### Challenge
Pick out each line in the rows below that contains the string "front", and copy those lines. Only matches in the same case count.

— Start Input for this task —

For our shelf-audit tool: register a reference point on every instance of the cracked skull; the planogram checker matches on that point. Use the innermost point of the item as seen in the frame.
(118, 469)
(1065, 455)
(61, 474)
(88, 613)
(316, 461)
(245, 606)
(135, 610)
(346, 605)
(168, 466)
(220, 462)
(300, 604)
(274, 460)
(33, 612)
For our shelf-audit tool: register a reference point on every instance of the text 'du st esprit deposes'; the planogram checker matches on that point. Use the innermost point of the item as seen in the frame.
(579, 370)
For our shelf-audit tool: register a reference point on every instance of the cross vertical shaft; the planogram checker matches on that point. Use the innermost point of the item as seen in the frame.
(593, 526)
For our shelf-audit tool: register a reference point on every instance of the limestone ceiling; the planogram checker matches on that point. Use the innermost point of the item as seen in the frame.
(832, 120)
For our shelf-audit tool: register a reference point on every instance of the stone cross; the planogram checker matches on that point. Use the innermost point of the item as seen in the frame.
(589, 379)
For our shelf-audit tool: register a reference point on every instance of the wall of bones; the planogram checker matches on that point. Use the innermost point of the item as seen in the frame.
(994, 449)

— End Input for this task —
— Start Input for this task —

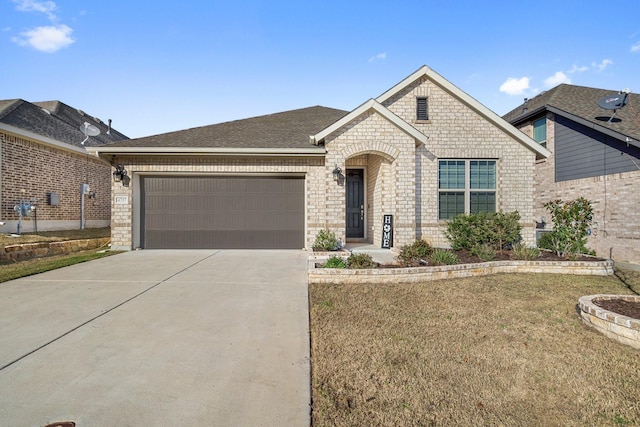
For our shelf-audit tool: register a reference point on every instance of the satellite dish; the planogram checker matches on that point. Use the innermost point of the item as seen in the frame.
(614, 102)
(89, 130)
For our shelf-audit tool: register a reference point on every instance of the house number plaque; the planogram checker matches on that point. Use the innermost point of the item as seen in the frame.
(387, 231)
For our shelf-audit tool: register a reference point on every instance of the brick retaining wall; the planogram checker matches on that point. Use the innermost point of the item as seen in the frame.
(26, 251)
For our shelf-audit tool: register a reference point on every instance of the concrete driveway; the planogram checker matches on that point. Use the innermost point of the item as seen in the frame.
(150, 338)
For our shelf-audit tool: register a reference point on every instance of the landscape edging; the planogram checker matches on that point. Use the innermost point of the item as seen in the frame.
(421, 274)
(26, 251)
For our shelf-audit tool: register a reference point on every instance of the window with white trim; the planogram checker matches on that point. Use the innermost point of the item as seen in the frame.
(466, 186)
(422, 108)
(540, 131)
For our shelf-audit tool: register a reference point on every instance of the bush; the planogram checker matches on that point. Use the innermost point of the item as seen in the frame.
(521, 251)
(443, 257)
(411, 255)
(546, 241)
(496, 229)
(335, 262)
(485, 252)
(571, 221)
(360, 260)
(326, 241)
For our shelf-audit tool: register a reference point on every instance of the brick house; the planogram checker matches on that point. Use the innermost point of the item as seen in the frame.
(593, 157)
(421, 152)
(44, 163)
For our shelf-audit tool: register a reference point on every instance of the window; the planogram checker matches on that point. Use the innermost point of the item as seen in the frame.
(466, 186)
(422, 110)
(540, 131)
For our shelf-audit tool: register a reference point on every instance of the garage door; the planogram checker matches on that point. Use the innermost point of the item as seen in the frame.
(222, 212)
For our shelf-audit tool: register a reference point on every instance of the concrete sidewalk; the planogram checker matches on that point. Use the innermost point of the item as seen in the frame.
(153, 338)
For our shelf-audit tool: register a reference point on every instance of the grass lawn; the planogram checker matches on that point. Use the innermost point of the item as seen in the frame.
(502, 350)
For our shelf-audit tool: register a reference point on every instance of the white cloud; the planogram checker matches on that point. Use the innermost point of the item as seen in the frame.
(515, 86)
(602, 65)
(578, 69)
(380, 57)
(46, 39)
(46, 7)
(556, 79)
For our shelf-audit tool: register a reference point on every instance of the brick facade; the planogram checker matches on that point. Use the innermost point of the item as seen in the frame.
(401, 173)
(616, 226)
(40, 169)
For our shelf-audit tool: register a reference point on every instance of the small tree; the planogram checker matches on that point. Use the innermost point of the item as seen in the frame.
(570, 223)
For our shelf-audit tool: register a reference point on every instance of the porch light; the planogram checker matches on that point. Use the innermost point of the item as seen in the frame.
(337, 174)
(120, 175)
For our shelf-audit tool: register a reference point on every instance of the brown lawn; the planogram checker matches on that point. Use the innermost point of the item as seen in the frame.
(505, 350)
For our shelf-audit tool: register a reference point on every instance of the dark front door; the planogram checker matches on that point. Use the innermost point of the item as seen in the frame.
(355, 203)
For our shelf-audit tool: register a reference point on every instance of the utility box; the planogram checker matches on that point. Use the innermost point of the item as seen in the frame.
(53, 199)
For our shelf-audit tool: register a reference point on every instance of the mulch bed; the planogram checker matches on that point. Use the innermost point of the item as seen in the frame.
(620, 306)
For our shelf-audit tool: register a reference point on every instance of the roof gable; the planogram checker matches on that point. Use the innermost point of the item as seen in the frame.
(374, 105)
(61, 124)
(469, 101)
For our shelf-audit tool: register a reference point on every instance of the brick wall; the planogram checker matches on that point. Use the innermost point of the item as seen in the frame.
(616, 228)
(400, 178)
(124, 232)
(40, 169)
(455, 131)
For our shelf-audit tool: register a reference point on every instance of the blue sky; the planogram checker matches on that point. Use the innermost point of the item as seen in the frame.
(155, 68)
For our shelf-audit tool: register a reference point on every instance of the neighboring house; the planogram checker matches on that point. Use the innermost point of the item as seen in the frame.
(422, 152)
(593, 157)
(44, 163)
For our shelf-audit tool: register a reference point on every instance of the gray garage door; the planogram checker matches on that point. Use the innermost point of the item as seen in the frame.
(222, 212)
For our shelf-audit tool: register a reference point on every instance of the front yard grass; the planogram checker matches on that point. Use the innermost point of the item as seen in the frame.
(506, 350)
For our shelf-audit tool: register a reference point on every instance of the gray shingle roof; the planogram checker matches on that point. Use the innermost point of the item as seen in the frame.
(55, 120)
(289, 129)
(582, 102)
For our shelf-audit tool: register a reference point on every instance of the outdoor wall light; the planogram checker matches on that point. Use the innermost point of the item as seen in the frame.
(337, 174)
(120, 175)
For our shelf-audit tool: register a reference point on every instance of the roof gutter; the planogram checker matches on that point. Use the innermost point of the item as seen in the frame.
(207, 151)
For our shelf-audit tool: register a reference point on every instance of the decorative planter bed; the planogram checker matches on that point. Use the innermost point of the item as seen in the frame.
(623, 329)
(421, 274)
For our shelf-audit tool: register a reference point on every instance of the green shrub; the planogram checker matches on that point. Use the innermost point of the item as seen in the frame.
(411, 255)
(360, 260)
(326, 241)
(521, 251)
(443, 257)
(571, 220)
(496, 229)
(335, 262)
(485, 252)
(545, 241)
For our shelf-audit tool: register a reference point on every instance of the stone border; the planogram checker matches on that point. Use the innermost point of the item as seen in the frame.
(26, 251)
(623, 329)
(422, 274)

— End Input for this task —

### Exercise answer
For our shelf-audit tool: register a reference point on every instance of the dark front door; the planogram checker matches on that point. Use the innermost point of the item as seen in the frame.
For our shelf-audit tool: register a reference point on every instance of the front yard grass; the planogram checker matches on that point. Use the innermost point of the item as seen in the frame.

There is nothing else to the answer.